[SHORT PROBLEM] Collect every line in the data below that contains the string "item", and copy each of those lines in full.

[INFORMATION SUPPLIED]

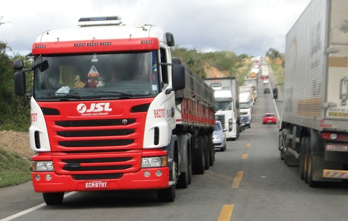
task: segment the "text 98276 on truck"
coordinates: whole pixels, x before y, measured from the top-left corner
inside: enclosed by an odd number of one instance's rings
[[[176,188],[215,160],[212,89],[172,59],[171,33],[118,16],[38,36],[30,68],[14,62],[16,94],[30,98],[35,116],[34,191],[48,205],[96,190],[156,189],[160,201],[174,201]]]
[[[279,149],[311,187],[348,179],[348,10],[313,0],[286,34]]]

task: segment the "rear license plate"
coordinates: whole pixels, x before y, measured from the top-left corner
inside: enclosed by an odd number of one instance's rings
[[[336,144],[330,143],[326,144],[326,150],[330,151],[346,151],[348,152],[348,144]]]
[[[108,182],[101,181],[95,181],[86,182],[84,187],[88,188],[106,188],[108,187]]]

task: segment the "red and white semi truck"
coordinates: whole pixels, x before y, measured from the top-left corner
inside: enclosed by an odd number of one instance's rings
[[[14,62],[15,92],[30,98],[34,190],[158,190],[172,202],[192,173],[212,165],[214,90],[178,59],[172,34],[118,16],[44,31],[30,68]],[[26,93],[25,72],[34,70]]]
[[[312,0],[286,35],[279,149],[311,187],[348,179],[347,11]]]

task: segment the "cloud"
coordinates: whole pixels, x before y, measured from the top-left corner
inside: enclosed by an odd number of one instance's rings
[[[176,44],[203,51],[264,55],[284,51],[285,36],[310,0],[36,0],[6,1],[0,40],[28,53],[44,31],[76,26],[80,17],[120,15],[124,23],[150,23],[174,34]],[[10,10],[9,8],[11,8]],[[14,10],[13,8],[16,8]]]

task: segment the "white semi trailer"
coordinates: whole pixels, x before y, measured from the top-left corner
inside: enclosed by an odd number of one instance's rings
[[[348,179],[347,11],[312,0],[286,35],[279,149],[311,187]]]

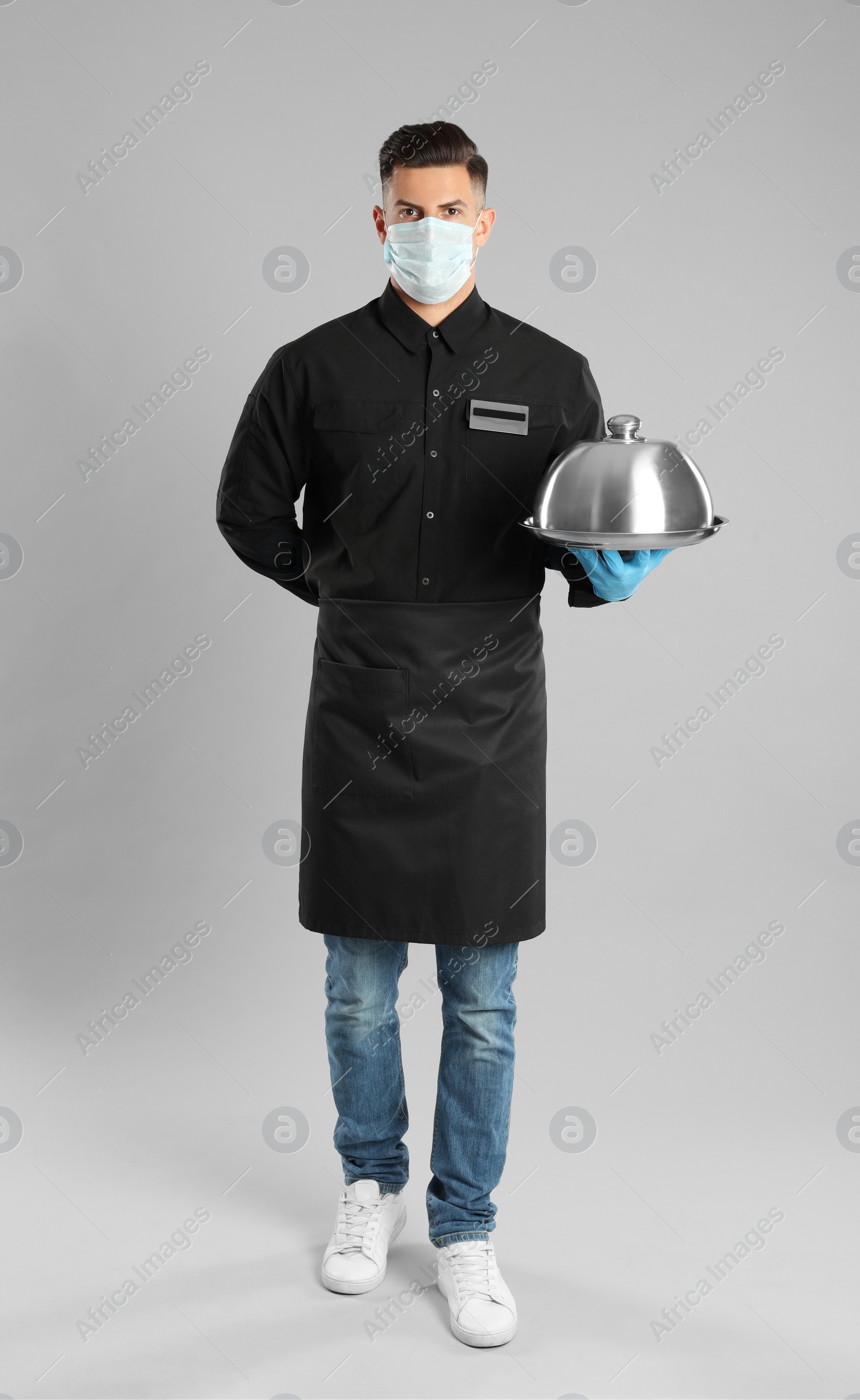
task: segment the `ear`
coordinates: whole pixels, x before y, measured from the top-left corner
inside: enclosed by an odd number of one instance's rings
[[[485,209],[478,216],[478,228],[475,230],[475,242],[478,244],[479,248],[483,248],[483,245],[486,244],[487,238],[490,237],[490,230],[492,230],[492,227],[493,227],[494,223],[496,223],[496,210],[494,209]]]

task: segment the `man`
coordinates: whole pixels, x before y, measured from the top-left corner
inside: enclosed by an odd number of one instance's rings
[[[490,1232],[514,1074],[520,942],[545,928],[539,594],[626,598],[626,563],[521,529],[552,459],[604,434],[583,356],[487,307],[486,161],[451,123],[380,153],[374,223],[391,280],[280,349],[240,419],[221,532],[319,608],[304,741],[301,924],[328,948],[328,1056],[346,1187],[322,1281],[375,1288],[409,1158],[395,1001],[409,942],[434,944],[443,1044],[427,1190],[454,1336],[508,1341],[517,1309]],[[304,487],[303,528],[294,503]]]

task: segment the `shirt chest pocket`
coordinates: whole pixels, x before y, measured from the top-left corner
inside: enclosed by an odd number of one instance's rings
[[[528,433],[465,428],[464,472],[469,491],[511,515],[531,511],[550,462],[555,403],[528,405]]]
[[[373,510],[401,483],[396,449],[403,406],[389,399],[328,399],[314,406],[314,465],[331,507]]]

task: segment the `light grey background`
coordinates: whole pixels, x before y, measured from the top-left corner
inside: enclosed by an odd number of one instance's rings
[[[860,297],[836,274],[860,244],[859,27],[847,0],[0,6],[0,244],[22,265],[0,294],[0,532],[24,553],[0,581],[0,818],[24,837],[0,868],[0,1105],[24,1128],[0,1142],[0,1390],[860,1389],[860,1152],[836,1135],[860,1105],[860,869],[836,848],[860,827],[860,571],[836,559],[860,540]],[[84,195],[76,175],[197,60],[193,99]],[[549,927],[520,960],[494,1239],[521,1323],[487,1354],[450,1336],[436,1289],[371,1341],[381,1299],[318,1281],[340,1179],[324,946],[297,869],[263,853],[300,818],[315,613],[213,524],[272,351],[382,290],[374,153],[485,60],[499,71],[455,119],[490,165],[490,304],[587,354],[606,412],[654,437],[784,351],[692,448],[721,535],[626,605],[571,612],[548,578],[548,832],[581,820],[598,846],[549,857]],[[766,101],[658,195],[651,172],[770,62]],[[311,269],[286,295],[262,274],[284,245]],[[598,267],[578,294],[549,274],[569,246]],[[76,461],[196,347],[192,388],[84,482]],[[94,727],[200,633],[193,672],[84,770]],[[772,633],[766,673],[658,769],[661,734]],[[193,960],[84,1056],[87,1022],[200,920]],[[766,960],[658,1056],[661,1021],[770,920]],[[431,965],[412,949],[403,1004]],[[431,1260],[438,1033],[436,997],[403,1023],[410,1222],[382,1295]],[[296,1154],[262,1133],[286,1107],[310,1124]],[[583,1154],[550,1137],[570,1107],[597,1124]],[[83,1341],[77,1320],[196,1208],[192,1247]],[[657,1341],[651,1320],[770,1208],[766,1247]]]

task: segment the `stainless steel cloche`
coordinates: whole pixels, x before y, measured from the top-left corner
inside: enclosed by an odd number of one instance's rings
[[[707,483],[677,442],[639,437],[640,420],[619,413],[601,442],[562,452],[522,521],[539,539],[591,549],[677,549],[714,535]]]

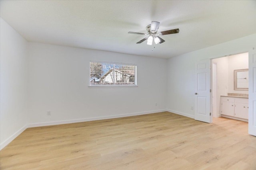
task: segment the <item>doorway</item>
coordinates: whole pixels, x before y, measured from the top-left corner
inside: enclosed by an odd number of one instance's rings
[[[235,111],[236,106],[234,105],[235,99],[236,101],[241,102],[239,98],[242,98],[246,102],[246,99],[248,99],[248,90],[235,90],[234,88],[234,70],[241,69],[248,69],[248,53],[244,53],[234,55],[230,55],[217,59],[212,59],[212,115],[214,117],[218,118],[224,117],[230,119],[236,119],[245,121],[248,121],[248,109],[244,109],[242,111],[243,114],[247,114],[247,117],[242,117],[239,115],[236,116]],[[248,78],[247,78],[247,80]],[[244,79],[246,80],[246,79]],[[225,108],[223,107],[223,101],[225,97],[234,97],[235,98],[230,98],[229,102],[226,104],[228,106],[230,104],[228,113],[222,113],[222,109]],[[229,100],[228,98],[226,98]],[[234,100],[234,101],[232,100]],[[243,105],[243,108],[247,107]],[[225,105],[226,106],[226,105]],[[236,109],[236,110],[238,109]],[[233,110],[232,110],[233,109]],[[234,111],[232,111],[234,110]],[[246,112],[247,113],[244,113]],[[233,114],[233,115],[232,115]],[[244,119],[245,118],[247,118]],[[218,120],[218,119],[214,119]]]

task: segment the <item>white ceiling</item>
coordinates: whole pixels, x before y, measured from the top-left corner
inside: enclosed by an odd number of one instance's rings
[[[256,0],[1,0],[0,16],[29,41],[169,58],[256,33]],[[152,47],[152,21],[166,42]]]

[OUTPUT OF THE EXERCISE]
task: segment the <item>doorway</item>
task: segment the <item>white ceiling</item>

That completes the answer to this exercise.